=== WORK TO DO ===
[1] Answer these from the property tax post:
(a) In what year was the property bought?
(b) How much did each former spouse pay toward the previous mortgage before the transfer?
(c) What was the transfer consideration?
[2] Quote everything in the property tax post from "- can I claim" down to "the recent transfer?".
[3] Continue the property tax post from where it stops.

***** GIVEN TEXT *****

Tax treatment for property - previously 50/50 owned with ex now 100% my name

Hi,

I am planning on seeing an accountant soon but thought I'd ask some advice anyway... :)

Here's the situation:
- IP property purchased in 2009 with then spouse 50/50 ownership
- we divorced in 2012 but could not sell IP without making big loss (house now valued at 20% less than purchase price)
- property transferred into my name only in Jan this year (we wanted to have our finances separate)
- before transfer both my ex and I decreased the mortgage I would have to take on by paying $15k each (total $30k) previous mortgage. I then refinanced concurrent to the transfer
- property has been tenanted from day one
- property is negatively geared

Questions:
- do I need to have two rental schedules for the IP in my tax return? One showing 50/50 ownership until Jan and one showing 100% from Jan?
- can I claim loan establishment fees etc from the initial purchase in 2009 as well as the fees from this years loan establishment? Or does that reset with the recent transfer?
- are there any CGT tax (loss) impacts regarding the transfer - For my ex or me? The transfer consideration was only $1.
- would this transfer impact the depreciation schedule?
- is there anything else I should be aware of in this situation?

Thanks

CPCI
 
- do I need to have two rental schedules for the IP in my tax return? One showing 50/50 ownership until Jan and one showing 100% from Jan?

***** DATA ENTRIES *****

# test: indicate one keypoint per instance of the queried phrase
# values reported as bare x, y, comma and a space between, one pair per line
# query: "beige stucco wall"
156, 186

*****
***** DATA ENTRIES *****

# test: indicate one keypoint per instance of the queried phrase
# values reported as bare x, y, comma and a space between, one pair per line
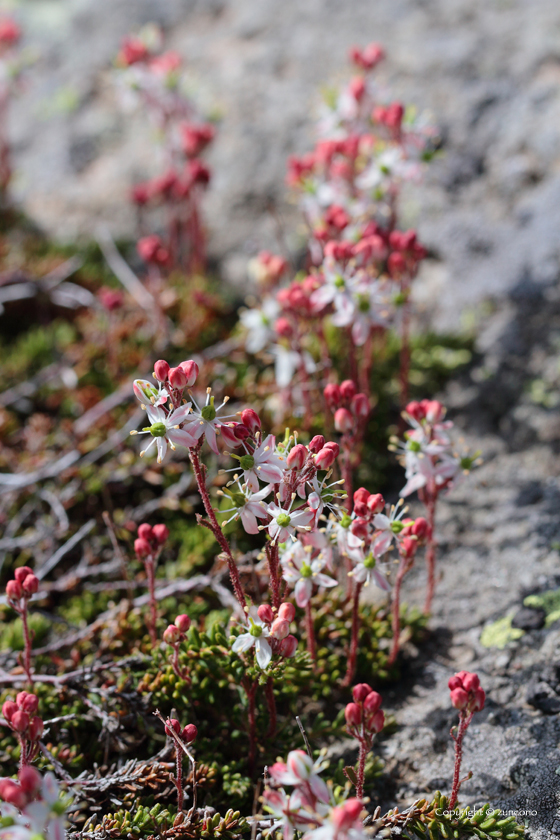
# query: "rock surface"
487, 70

*****
***** DATA ENTRIES *****

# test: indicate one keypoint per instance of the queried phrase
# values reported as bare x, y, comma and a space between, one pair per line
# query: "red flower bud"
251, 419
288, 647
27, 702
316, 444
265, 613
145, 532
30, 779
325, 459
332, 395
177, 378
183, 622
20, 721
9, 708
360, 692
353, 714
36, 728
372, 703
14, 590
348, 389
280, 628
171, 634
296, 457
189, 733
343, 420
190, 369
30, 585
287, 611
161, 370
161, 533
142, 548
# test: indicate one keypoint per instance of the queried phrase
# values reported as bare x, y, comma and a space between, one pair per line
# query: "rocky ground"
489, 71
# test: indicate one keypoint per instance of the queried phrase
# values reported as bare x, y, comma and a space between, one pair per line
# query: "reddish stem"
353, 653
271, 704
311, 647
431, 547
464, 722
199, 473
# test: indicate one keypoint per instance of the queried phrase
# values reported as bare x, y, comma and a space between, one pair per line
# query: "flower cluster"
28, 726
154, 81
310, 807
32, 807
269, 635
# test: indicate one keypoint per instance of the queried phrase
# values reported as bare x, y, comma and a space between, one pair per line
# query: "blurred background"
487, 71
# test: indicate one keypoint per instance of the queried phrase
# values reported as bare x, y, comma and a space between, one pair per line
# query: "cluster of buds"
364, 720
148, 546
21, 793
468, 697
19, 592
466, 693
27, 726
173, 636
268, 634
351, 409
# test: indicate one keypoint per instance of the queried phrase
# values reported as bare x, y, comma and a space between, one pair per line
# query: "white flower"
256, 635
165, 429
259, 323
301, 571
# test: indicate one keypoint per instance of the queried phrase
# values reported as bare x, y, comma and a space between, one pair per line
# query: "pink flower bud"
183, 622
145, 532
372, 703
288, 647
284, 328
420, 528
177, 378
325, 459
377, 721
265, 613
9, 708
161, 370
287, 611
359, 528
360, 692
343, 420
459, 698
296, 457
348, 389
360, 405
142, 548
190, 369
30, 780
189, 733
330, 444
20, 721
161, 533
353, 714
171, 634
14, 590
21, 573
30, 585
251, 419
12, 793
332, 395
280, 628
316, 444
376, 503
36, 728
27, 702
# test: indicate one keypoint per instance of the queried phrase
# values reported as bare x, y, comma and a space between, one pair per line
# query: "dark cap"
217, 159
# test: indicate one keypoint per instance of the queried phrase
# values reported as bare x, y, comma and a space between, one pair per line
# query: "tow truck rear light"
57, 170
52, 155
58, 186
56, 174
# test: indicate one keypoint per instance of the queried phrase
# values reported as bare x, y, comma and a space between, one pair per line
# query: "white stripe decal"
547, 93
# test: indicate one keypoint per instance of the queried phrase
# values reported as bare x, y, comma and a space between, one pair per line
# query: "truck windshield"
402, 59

*****

=== TASK ANSWERS ===
[1]
(a) 2009
(b) $15k each
(c) $1

[2]
- can I claim loan establishment fees etc from the initial purchase in 2009 as well as the fees from this years loan establishment? Or does that reset with the recent transfer?

[3]
Yes

- can I claim loan establishment fees etc from the initial purchase in 2009 as well as the fees from this years loan establishment? Or does that reset with the recent transfer?


Original loan establishment fees will be unchanged (ie remain at the 50%). New fees will be 100% you.

- are there any CGT tax (loss) impacts regarding the transfer - For my ex or me? The transfer consideration was only $1.

Possibly, but not based on the $1. Any CGT will be based on the value of the property at the time of transfer - the actual amount paid is irrelevant if it isn't market value.

- would this transfer impact the depreciation schedule?

Yes. Use the same original depreciation up to when you purchased it and then you would claim 100% of the remaining items from when you bought the balance of the property. You don't need a new schedule done as you won't be able to revalue the depreciation as you already owned part of the property.

:)
 
Hi,

I am planning on seeing an accountant soon but thought I'd ask some advice anyway... :)

Here's the situation:
- IP property purchased in 2009 with then spouse 50/50 ownership
- we divorced in 2012 but could not sell IP without making big loss (house now valued at 20% less than purchase price)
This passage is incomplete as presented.